Task objective: Filter the rows below, keeping every line that contains the string "smartphone".

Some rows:
[Begin]
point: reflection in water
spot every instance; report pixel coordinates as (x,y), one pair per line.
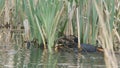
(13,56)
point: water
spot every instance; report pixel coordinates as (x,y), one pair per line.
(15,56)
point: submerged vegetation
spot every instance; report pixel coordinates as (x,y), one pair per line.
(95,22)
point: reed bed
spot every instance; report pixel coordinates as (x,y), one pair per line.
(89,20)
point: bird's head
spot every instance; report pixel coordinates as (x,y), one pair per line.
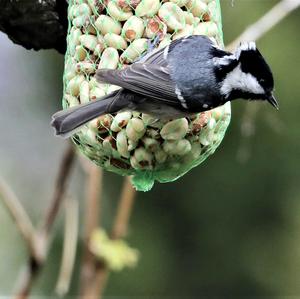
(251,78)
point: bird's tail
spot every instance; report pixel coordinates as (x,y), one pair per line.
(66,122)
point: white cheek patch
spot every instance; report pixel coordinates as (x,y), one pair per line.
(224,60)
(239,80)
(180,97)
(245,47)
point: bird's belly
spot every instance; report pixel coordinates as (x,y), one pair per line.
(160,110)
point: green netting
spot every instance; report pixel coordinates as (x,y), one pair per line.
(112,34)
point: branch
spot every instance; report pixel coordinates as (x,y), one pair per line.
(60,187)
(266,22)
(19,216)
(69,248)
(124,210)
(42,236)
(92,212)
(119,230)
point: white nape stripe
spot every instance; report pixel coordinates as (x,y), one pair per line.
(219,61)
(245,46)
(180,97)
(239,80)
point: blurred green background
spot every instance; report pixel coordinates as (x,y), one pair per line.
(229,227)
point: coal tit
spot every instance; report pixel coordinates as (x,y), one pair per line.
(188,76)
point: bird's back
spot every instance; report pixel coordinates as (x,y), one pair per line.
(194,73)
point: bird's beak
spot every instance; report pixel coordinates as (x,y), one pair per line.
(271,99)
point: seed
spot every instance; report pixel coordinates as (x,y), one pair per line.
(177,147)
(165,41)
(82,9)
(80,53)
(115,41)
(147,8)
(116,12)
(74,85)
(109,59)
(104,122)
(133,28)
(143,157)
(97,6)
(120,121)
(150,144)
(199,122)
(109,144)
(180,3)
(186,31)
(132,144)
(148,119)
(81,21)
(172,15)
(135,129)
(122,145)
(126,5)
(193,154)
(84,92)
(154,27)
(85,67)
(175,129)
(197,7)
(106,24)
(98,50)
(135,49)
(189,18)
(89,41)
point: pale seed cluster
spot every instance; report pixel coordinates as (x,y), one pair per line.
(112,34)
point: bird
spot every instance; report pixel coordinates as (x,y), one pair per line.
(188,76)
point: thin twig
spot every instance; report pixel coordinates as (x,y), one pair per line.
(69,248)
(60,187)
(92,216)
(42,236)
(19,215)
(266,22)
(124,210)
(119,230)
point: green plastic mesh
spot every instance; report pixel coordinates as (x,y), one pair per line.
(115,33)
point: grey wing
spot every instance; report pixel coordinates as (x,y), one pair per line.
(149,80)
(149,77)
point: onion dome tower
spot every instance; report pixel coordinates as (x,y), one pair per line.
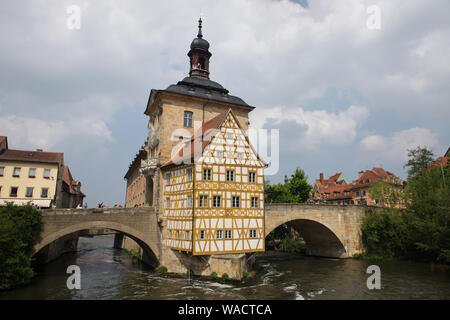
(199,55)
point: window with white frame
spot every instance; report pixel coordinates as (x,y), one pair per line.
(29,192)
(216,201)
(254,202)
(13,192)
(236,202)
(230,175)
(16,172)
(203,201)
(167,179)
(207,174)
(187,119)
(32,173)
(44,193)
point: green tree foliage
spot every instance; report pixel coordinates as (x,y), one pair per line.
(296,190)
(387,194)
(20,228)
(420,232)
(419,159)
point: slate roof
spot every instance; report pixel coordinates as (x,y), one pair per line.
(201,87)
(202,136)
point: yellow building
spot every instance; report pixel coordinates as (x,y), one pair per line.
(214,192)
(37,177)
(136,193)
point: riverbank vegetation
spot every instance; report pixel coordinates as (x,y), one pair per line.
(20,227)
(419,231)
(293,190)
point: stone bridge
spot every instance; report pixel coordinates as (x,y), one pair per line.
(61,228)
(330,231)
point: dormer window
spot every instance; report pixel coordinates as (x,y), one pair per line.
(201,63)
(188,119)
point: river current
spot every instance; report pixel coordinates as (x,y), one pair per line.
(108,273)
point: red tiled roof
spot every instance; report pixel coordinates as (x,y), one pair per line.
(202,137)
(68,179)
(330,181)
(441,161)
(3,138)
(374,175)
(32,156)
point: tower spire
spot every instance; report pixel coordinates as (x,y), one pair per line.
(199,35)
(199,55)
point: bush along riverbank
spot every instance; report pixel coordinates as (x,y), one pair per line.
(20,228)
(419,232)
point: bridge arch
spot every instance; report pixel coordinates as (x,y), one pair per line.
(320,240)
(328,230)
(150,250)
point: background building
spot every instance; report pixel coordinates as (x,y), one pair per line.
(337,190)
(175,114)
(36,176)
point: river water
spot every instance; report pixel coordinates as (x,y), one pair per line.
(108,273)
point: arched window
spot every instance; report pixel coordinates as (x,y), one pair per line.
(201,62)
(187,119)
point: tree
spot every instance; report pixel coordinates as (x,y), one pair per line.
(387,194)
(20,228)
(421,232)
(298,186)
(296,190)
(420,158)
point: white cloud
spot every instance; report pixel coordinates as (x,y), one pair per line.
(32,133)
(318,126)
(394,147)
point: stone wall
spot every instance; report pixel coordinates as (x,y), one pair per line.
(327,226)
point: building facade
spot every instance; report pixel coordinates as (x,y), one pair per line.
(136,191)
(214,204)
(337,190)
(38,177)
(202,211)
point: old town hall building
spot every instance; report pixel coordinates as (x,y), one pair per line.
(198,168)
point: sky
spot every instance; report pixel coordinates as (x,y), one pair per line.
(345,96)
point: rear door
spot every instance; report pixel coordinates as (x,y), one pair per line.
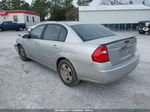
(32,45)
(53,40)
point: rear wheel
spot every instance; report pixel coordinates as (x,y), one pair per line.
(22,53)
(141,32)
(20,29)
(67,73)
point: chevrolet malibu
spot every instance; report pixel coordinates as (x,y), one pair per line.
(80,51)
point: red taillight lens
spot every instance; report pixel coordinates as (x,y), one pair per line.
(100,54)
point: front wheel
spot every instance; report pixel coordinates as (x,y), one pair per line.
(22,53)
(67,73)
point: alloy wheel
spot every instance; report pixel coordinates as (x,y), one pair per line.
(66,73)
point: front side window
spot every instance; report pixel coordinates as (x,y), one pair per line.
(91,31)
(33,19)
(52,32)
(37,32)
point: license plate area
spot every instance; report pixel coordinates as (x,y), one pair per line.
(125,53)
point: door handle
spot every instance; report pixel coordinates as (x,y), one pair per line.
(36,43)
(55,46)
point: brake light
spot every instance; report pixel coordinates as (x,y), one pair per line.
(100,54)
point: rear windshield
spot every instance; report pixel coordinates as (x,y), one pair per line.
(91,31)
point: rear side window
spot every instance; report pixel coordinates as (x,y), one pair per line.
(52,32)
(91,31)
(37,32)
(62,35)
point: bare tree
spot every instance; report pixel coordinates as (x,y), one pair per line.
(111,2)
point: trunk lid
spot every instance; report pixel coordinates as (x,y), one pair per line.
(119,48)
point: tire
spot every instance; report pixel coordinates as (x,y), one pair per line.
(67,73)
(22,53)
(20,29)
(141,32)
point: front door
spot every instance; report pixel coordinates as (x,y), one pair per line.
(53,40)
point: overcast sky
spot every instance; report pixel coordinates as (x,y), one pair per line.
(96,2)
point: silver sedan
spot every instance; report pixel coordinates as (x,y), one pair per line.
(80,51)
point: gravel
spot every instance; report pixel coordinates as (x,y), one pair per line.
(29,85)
[End]
[Begin]
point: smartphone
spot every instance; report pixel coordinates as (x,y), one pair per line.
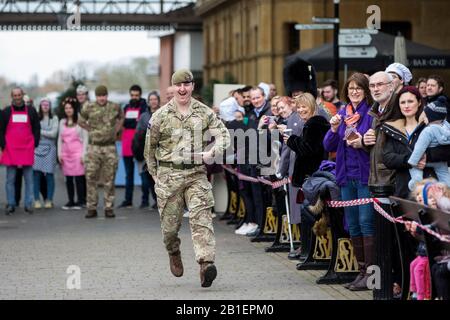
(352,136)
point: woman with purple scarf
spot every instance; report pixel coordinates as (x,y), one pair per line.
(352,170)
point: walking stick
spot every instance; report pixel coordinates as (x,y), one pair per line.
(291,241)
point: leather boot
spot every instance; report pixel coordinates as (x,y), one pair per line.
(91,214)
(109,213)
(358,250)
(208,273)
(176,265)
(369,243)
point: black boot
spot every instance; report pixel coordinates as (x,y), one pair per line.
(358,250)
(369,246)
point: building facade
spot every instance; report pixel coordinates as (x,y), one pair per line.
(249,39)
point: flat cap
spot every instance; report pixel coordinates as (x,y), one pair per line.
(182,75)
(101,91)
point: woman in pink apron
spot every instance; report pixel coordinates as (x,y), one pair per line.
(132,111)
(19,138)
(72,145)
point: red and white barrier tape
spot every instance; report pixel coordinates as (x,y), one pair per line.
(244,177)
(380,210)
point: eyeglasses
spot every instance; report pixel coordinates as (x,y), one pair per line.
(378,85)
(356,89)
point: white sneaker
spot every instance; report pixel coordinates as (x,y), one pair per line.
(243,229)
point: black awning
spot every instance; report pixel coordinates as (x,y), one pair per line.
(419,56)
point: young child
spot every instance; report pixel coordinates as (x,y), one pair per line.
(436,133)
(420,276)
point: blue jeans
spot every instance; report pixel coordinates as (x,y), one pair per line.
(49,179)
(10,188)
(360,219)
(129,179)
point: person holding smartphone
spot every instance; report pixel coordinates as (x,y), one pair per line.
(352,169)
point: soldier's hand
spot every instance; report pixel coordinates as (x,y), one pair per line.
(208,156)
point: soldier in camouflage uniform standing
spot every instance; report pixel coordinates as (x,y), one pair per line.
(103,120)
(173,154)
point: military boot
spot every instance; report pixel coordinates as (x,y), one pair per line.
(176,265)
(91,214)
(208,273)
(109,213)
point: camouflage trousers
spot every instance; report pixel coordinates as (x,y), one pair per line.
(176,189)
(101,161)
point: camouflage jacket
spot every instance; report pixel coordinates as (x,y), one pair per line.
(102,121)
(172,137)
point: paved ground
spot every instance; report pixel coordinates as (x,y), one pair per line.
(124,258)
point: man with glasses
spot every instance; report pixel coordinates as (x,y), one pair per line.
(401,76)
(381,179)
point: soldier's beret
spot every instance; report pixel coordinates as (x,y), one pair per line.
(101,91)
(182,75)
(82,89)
[End]
Written response:
point: smartphone
point: person holding smartphone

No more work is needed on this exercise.